_Selected passage:_
· · · · ·
I am a fan of writer Barbara Brown Taylor and knew that her most recent book, Learning to Walk in the Dark had been released earlier this year.  In the chaos of our move, this fell off the radar and I forgot about it.  The title found its way to me again a few weeks ago.  I found a copy at the library and could not put it down.  When someone is impacted by a book as I was with this one, the first response is that "everyone must read this book."  We all know that is not often the truth of the situation.   It is simply a book that found its way to us at just the right time.  However, I do pass it along as an option to consider if you find yourself navigating a season of spiritual darkness.  Ms. Taylor offers a perspective that we don't often hear taught but is one that, at its core, I suspect many of us have wondered about and couldn't quite articulate.  She writes,

"… I have learned things in the dark that I could never have learned in the light, things that have saved my life over and over again, so that there is really only one logical conclusion.  I need darkness as much as I need light."

Whether or not you pursue this book for yourself,  I pray that your seasons of darkness do not overwhelm and that points of light make themselves known when and where they are most needed.


Saturday, August 9, 2014

For Parents of Children With Autism

AWBA is preparing for two upcoming programs featuring Touch Drawing.  Recently we have been contacted by parents of children with Autism about their interest in our developing a program to serve them and, possibly, their children with a Touch Drawing experience.  If this is an event that would interest you, click the survey link below to provide us with your input.  The survey includes eight short questions and should take only a moment of your time.  If you know of others who might be interested, please provide them with this link and ask them for their input. 

https://www.surveymonkey.com/s/2X3Q99N

Monday, August 4, 2014

Are You a Leaner or a Lifter?
· · · · ·
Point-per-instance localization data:

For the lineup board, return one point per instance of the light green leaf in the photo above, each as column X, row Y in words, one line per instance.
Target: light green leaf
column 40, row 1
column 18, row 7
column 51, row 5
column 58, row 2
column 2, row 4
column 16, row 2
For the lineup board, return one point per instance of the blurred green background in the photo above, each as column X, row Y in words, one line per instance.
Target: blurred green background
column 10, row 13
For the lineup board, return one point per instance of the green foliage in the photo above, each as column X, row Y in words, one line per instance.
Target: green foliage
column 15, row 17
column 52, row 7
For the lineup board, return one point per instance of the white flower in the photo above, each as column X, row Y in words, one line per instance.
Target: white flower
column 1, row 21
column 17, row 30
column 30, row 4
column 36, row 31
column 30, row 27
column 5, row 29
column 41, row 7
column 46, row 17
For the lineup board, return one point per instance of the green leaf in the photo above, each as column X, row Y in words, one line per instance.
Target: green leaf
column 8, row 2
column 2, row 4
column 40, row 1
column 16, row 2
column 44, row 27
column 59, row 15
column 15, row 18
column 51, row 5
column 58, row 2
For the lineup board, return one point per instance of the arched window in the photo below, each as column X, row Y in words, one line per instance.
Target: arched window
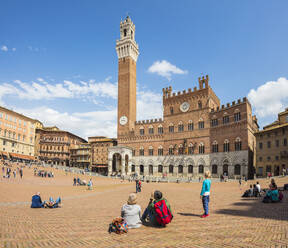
column 160, row 129
column 141, row 151
column 226, row 146
column 141, row 169
column 190, row 125
column 141, row 130
column 171, row 150
column 225, row 118
column 190, row 149
column 150, row 169
column 238, row 145
column 237, row 115
column 160, row 151
column 200, row 123
column 150, row 150
column 180, row 149
column 201, row 148
column 180, row 126
column 237, row 169
column 171, row 128
column 201, row 169
column 215, row 146
column 151, row 130
column 214, row 169
column 225, row 169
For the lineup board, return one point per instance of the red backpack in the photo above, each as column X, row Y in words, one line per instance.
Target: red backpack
column 163, row 213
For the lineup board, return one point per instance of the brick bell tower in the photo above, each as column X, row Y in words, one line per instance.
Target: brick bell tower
column 127, row 51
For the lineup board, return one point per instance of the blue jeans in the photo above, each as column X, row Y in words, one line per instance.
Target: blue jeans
column 205, row 201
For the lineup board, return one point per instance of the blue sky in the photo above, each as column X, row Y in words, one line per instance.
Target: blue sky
column 58, row 61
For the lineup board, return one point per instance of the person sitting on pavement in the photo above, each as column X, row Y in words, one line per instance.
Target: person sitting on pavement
column 36, row 201
column 52, row 204
column 153, row 210
column 131, row 212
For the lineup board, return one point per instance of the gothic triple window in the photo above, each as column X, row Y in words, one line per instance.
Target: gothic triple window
column 150, row 151
column 141, row 151
column 215, row 146
column 180, row 149
column 201, row 124
column 141, row 131
column 225, row 119
column 190, row 149
column 237, row 116
column 171, row 150
column 160, row 151
column 214, row 122
column 171, row 128
column 160, row 129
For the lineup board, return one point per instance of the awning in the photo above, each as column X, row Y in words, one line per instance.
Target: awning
column 100, row 166
column 4, row 154
column 22, row 156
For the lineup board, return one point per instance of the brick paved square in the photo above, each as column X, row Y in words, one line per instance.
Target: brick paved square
column 83, row 220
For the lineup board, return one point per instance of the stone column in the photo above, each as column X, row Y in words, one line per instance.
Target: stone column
column 230, row 171
column 129, row 166
column 122, row 165
column 185, row 170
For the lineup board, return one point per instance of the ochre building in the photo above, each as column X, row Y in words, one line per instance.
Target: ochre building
column 196, row 132
column 17, row 136
column 272, row 147
column 53, row 145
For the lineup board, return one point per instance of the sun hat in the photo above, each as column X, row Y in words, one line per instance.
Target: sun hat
column 157, row 195
column 132, row 199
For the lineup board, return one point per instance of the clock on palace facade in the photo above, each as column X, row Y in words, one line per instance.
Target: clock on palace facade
column 184, row 107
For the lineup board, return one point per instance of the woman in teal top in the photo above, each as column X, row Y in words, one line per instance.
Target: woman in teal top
column 205, row 194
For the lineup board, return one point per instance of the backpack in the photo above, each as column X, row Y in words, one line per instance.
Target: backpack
column 280, row 196
column 163, row 213
column 118, row 226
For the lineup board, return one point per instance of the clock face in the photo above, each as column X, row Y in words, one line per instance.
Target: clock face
column 123, row 120
column 184, row 107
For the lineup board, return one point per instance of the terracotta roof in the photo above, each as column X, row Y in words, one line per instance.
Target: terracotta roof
column 22, row 156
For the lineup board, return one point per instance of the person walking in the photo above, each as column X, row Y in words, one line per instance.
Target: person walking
column 205, row 194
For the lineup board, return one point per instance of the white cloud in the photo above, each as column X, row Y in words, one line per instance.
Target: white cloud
column 4, row 48
column 44, row 90
column 165, row 69
column 270, row 98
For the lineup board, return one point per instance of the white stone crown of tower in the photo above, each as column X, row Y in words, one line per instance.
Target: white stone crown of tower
column 127, row 45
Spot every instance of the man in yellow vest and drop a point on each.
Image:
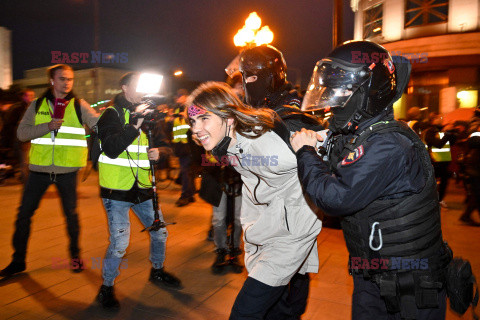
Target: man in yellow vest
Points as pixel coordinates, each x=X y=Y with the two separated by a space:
x=125 y=184
x=58 y=150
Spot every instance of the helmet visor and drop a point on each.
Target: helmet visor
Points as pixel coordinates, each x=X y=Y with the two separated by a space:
x=333 y=84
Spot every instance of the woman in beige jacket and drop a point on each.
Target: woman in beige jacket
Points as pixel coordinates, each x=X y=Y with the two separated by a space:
x=280 y=229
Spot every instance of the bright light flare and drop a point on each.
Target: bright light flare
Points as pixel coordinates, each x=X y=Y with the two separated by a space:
x=149 y=83
x=253 y=22
x=264 y=36
x=243 y=37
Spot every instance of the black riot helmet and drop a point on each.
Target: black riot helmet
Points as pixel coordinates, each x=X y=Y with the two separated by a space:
x=357 y=81
x=264 y=72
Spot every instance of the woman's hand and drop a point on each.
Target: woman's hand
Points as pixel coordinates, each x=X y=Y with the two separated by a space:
x=304 y=138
· · · · ·
_Apply what you read:_
(A) From the blog excerpt, reproduce the stretch from "Saturday, August 9, 2014" through "for their input.".
(B) In the blog excerpt, what actions does the notice about a Touch Drawing program for parents of children with Autism ask readers to take?

_Results:_
(A)
Saturday, August 9, 2014

For Parents of Children With Autism

AWBA is preparing for two upcoming programs featuring Touch Drawing.  Recently we have been contacted by parents of children with Autism about their interest in our developing a program to serve them and, possibly, their children with a Touch Drawing experience.  If this is an event that would interest you, click the survey link below to provide us with your input.  The survey includes eight short questions and should take only a moment of your time.  If you know of others who might be interested, please provide them with this link and ask them for their input.

(B)
- Click the survey link to provide input.
- Give the link to others who might be interested.
- Ask those others for their input.